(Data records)
#####
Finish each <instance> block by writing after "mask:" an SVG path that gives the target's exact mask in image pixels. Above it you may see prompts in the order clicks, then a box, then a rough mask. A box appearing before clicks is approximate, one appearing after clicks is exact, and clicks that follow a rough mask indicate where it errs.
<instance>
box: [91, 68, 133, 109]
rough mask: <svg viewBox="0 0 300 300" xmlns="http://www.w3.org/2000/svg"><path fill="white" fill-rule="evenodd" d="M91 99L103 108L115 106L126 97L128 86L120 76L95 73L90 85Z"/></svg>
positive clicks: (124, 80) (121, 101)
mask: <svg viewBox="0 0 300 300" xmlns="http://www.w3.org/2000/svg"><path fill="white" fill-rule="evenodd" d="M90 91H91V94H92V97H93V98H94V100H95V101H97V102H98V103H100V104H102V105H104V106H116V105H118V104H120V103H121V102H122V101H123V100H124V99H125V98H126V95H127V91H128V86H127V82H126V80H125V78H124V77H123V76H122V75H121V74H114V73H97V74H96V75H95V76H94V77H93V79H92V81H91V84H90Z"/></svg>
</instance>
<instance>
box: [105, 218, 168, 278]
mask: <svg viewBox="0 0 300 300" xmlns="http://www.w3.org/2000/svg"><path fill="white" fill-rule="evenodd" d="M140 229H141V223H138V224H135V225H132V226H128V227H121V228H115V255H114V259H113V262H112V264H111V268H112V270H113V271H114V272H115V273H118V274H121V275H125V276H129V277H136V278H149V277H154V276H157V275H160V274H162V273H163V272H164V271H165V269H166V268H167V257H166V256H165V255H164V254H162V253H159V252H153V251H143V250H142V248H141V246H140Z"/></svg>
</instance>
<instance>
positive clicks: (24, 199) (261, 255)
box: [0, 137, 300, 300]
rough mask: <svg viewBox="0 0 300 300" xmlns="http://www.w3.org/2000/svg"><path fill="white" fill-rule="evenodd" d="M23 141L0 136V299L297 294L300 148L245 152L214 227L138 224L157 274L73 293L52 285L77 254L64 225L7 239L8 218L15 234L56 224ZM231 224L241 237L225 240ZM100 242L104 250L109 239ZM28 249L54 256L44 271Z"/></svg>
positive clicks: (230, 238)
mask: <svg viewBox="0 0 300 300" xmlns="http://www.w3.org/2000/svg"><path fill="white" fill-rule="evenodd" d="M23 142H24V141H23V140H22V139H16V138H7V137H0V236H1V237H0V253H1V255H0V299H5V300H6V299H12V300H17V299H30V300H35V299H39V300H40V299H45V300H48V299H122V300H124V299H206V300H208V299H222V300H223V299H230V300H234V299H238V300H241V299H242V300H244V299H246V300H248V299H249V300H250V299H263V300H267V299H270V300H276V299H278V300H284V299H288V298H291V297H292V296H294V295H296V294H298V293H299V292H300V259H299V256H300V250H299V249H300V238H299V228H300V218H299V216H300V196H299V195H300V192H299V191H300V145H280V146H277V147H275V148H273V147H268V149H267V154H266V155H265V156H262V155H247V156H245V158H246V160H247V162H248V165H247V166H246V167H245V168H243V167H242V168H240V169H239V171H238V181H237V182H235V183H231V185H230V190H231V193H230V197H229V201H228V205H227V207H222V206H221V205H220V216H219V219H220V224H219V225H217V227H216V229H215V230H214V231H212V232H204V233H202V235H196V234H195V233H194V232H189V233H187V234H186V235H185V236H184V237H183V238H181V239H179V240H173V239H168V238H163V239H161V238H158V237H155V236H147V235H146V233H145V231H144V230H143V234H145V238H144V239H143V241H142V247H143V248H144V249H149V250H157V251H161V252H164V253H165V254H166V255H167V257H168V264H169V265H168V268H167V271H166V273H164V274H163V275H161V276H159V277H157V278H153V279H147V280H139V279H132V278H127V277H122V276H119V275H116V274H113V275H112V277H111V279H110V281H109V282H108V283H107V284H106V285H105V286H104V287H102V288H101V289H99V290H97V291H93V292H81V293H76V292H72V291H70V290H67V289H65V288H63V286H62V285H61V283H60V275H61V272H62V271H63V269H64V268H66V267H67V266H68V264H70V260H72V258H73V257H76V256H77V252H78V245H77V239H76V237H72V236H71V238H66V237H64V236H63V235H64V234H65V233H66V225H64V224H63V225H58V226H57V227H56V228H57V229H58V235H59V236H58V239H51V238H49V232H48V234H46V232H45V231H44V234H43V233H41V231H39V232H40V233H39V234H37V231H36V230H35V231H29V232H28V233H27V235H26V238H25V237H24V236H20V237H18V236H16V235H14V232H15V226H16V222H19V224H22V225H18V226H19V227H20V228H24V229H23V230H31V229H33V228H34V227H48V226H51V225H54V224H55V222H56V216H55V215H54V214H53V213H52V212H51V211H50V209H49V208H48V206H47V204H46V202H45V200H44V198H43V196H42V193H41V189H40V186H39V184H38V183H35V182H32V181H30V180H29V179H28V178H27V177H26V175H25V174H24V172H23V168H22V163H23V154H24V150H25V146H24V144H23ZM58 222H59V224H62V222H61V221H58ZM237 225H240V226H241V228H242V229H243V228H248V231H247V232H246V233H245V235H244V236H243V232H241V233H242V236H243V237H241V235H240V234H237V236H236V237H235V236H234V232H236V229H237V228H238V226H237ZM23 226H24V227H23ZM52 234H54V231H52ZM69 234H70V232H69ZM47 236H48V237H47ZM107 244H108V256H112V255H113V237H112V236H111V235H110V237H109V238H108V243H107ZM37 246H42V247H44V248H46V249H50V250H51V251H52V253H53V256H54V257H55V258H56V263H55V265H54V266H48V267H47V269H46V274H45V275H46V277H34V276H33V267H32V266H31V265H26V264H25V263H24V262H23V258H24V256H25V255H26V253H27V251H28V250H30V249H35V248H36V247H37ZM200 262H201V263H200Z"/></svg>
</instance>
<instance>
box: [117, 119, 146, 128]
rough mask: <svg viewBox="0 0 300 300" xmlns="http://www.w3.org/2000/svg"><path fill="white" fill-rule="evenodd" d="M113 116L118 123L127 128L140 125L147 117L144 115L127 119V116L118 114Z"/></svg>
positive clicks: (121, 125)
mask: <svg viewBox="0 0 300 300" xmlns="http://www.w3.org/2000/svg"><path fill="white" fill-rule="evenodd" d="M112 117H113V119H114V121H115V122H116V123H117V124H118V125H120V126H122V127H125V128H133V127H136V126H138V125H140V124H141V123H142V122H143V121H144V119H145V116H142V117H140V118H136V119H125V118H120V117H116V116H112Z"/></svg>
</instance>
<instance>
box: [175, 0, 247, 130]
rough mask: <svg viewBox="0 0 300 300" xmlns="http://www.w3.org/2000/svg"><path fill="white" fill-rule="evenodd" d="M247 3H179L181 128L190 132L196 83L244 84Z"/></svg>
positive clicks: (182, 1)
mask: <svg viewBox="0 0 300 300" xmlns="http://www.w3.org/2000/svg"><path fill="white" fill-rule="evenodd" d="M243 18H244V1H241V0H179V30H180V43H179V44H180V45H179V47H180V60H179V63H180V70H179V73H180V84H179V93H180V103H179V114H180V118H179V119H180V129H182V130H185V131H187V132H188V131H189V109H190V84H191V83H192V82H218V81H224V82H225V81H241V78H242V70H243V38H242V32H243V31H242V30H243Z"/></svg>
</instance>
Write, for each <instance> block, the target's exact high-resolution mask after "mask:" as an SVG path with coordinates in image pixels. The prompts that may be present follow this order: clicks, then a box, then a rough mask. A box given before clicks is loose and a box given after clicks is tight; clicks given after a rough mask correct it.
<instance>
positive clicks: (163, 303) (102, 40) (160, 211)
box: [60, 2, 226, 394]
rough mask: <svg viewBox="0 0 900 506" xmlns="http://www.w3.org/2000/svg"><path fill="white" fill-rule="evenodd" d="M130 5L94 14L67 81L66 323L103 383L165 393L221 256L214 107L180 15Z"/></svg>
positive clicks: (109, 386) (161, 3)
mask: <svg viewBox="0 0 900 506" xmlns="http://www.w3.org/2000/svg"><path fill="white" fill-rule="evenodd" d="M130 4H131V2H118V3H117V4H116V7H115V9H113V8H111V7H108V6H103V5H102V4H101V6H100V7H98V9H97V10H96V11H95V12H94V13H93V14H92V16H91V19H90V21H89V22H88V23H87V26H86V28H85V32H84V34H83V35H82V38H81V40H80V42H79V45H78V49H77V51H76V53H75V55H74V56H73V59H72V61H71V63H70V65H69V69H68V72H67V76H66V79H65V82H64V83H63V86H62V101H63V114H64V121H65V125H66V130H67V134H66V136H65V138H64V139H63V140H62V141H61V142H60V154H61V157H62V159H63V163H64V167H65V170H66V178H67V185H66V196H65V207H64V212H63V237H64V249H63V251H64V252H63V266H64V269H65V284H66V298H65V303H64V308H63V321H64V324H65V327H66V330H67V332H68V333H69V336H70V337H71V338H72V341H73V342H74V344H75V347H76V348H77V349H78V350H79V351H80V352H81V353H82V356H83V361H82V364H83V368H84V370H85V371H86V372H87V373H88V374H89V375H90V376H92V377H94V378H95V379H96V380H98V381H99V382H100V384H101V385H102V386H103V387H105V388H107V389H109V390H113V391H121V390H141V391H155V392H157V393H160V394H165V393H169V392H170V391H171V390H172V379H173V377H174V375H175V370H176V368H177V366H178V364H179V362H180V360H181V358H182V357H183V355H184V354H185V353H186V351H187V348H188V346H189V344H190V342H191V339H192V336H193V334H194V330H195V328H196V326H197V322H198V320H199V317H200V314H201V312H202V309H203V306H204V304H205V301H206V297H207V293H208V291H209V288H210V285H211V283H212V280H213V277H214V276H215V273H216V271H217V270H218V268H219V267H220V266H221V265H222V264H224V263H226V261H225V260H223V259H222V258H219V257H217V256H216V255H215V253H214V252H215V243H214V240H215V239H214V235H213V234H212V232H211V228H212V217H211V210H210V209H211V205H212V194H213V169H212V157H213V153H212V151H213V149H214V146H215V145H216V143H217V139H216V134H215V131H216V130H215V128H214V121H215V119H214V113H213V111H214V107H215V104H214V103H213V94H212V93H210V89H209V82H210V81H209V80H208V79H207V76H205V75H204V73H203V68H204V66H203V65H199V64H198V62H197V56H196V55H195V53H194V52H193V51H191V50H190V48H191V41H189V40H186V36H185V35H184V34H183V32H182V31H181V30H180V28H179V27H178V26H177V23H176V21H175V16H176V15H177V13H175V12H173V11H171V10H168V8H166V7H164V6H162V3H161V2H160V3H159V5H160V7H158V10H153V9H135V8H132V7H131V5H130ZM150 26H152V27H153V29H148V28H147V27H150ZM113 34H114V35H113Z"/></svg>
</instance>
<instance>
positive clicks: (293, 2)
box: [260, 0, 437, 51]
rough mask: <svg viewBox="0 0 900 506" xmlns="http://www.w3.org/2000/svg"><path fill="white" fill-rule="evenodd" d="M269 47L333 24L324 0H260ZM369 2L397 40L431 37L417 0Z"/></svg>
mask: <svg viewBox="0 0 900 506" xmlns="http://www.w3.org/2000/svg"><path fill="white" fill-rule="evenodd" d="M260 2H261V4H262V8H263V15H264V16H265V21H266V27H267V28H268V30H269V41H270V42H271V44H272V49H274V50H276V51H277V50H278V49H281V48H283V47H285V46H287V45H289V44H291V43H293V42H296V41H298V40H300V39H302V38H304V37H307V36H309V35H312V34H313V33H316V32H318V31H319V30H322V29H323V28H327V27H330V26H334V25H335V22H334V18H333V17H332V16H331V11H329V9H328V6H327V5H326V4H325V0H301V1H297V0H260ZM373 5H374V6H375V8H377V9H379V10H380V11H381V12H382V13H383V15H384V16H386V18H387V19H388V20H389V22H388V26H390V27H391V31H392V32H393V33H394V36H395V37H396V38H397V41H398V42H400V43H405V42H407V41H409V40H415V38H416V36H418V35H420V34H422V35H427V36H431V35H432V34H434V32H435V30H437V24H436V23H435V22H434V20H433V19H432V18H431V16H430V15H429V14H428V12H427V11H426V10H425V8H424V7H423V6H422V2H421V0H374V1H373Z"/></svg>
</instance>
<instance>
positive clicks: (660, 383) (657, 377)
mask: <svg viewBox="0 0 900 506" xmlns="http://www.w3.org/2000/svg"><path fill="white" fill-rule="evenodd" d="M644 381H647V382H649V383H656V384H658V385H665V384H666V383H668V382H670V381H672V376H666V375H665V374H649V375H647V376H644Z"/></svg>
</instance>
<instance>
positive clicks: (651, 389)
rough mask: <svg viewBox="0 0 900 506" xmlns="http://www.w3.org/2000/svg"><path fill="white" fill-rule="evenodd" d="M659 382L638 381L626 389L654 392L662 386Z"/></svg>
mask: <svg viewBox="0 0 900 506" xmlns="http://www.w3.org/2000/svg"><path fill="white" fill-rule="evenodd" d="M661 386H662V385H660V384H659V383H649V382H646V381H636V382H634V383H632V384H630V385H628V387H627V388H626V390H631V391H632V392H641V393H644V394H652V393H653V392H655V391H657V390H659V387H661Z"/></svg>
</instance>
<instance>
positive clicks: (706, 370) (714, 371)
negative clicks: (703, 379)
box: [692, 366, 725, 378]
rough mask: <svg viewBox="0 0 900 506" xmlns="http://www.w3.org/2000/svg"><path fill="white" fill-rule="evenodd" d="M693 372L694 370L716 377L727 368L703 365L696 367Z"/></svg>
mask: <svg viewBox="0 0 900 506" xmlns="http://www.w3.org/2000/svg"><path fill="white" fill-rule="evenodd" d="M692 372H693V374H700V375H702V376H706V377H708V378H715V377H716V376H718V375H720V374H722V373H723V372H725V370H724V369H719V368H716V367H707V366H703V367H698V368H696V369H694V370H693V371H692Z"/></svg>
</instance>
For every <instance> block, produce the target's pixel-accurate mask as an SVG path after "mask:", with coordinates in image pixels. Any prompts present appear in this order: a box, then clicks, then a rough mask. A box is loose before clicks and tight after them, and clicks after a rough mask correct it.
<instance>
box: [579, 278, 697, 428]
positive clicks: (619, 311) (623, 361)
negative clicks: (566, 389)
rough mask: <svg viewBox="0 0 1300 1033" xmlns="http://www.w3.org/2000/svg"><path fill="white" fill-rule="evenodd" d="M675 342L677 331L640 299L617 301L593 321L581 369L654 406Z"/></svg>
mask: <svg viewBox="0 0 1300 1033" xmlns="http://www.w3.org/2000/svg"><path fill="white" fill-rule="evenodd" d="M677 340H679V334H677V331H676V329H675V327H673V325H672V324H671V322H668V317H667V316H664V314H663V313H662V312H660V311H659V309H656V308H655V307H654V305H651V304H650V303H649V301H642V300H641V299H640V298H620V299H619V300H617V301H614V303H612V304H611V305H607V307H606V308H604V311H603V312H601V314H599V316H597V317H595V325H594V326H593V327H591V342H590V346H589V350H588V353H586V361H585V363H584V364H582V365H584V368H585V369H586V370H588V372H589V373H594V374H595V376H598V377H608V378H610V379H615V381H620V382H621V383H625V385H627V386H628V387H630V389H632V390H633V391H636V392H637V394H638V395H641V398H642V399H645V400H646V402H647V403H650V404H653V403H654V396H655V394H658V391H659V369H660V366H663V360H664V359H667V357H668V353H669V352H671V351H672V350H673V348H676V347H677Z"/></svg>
#####
**WHAT IS NEEDED**
How many lines in the data above contain the string "negative"? Case counts. Reply with the number alone.

**RESULT OF THE EXERCISE**
2